**Instructions to follow:** Pick out every line in the data below that contains the string "white" and copy each one. The match is case-sensitive.

**Supplied data:**

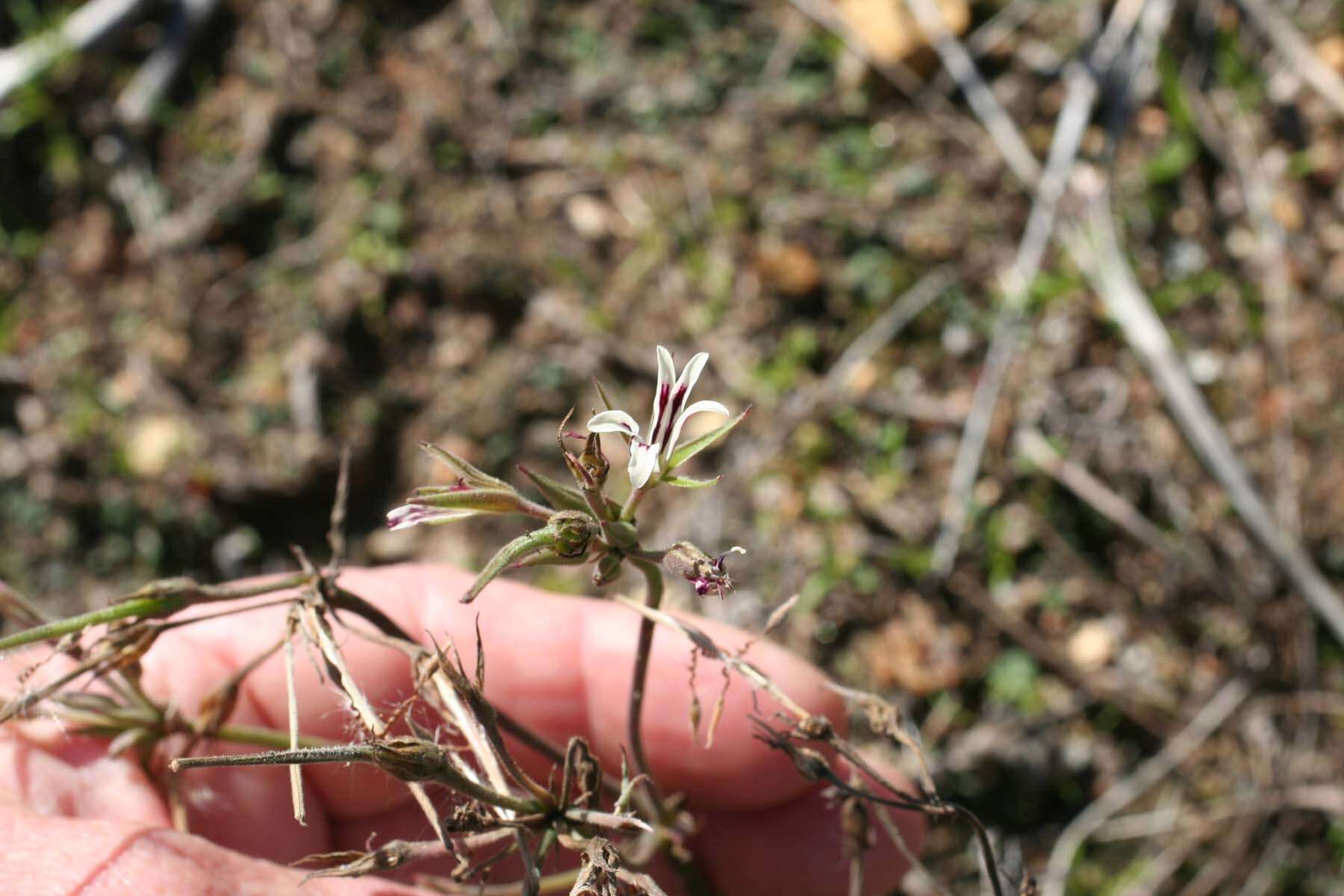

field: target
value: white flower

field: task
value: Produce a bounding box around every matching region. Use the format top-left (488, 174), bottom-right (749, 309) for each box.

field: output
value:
top-left (588, 345), bottom-right (729, 489)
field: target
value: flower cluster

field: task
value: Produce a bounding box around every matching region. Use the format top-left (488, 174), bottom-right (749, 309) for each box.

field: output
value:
top-left (588, 345), bottom-right (729, 489)
top-left (387, 345), bottom-right (750, 600)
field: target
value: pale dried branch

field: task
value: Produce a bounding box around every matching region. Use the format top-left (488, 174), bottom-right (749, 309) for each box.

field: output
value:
top-left (1042, 679), bottom-right (1250, 896)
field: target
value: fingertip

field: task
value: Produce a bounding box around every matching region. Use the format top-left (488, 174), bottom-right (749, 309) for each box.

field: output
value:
top-left (694, 759), bottom-right (927, 896)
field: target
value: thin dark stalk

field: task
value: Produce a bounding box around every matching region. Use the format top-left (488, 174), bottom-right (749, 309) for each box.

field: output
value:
top-left (622, 561), bottom-right (662, 806)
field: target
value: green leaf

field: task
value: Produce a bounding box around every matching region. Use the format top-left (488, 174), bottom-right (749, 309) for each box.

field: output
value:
top-left (420, 442), bottom-right (514, 491)
top-left (659, 476), bottom-right (723, 489)
top-left (662, 405), bottom-right (751, 482)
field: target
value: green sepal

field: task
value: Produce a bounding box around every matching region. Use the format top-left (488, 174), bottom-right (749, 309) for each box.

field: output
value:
top-left (420, 442), bottom-right (512, 489)
top-left (517, 464), bottom-right (621, 520)
top-left (517, 464), bottom-right (588, 511)
top-left (461, 526), bottom-right (555, 603)
top-left (511, 548), bottom-right (588, 570)
top-left (662, 405), bottom-right (751, 482)
top-left (659, 476), bottom-right (723, 489)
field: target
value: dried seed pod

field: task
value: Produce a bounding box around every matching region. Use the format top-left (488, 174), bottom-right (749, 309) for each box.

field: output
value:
top-left (370, 738), bottom-right (447, 780)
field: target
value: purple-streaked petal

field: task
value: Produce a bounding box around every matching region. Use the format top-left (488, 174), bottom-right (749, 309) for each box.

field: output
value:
top-left (629, 441), bottom-right (659, 489)
top-left (664, 400), bottom-right (729, 457)
top-left (676, 352), bottom-right (709, 395)
top-left (588, 411), bottom-right (640, 437)
top-left (649, 345), bottom-right (676, 445)
top-left (653, 352), bottom-right (709, 447)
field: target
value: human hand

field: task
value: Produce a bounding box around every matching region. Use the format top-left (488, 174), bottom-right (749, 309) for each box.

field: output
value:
top-left (0, 565), bottom-right (924, 896)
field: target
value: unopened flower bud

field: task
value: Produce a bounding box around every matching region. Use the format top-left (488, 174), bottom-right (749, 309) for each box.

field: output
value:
top-left (579, 432), bottom-right (612, 488)
top-left (461, 511), bottom-right (600, 603)
top-left (662, 541), bottom-right (746, 597)
top-left (546, 511), bottom-right (598, 558)
top-left (387, 482), bottom-right (523, 529)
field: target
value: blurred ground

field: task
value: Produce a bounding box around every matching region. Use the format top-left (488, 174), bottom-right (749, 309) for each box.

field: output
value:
top-left (0, 0), bottom-right (1344, 893)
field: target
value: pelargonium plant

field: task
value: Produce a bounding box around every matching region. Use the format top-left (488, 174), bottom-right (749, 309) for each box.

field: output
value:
top-left (0, 346), bottom-right (1003, 896)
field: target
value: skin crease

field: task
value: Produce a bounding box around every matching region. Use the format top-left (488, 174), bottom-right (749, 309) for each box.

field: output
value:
top-left (0, 565), bottom-right (924, 896)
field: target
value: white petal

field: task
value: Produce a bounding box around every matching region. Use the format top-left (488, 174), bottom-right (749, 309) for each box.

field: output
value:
top-left (588, 411), bottom-right (640, 435)
top-left (649, 345), bottom-right (676, 441)
top-left (672, 352), bottom-right (709, 402)
top-left (629, 442), bottom-right (659, 489)
top-left (664, 400), bottom-right (729, 457)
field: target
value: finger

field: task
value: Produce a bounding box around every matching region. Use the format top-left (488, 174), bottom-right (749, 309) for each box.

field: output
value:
top-left (0, 630), bottom-right (329, 861)
top-left (695, 759), bottom-right (926, 893)
top-left (0, 809), bottom-right (414, 896)
top-left (207, 565), bottom-right (844, 817)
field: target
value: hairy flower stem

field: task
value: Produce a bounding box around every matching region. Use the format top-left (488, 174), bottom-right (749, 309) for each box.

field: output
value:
top-left (517, 496), bottom-right (555, 520)
top-left (626, 556), bottom-right (662, 815)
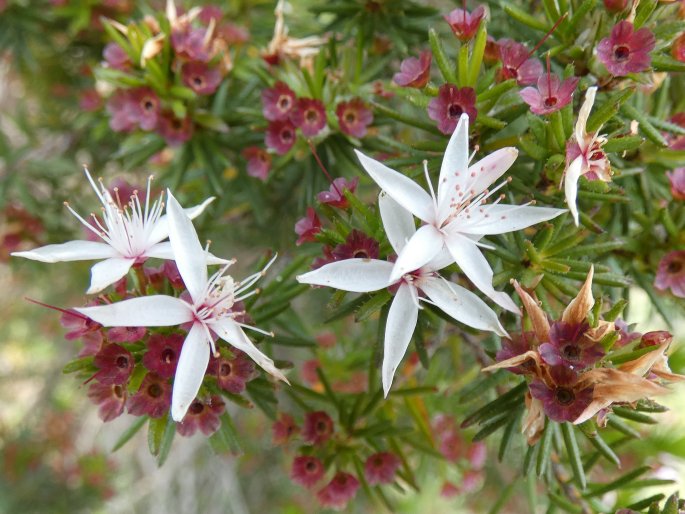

**In response:**
value: white flower
value: white petal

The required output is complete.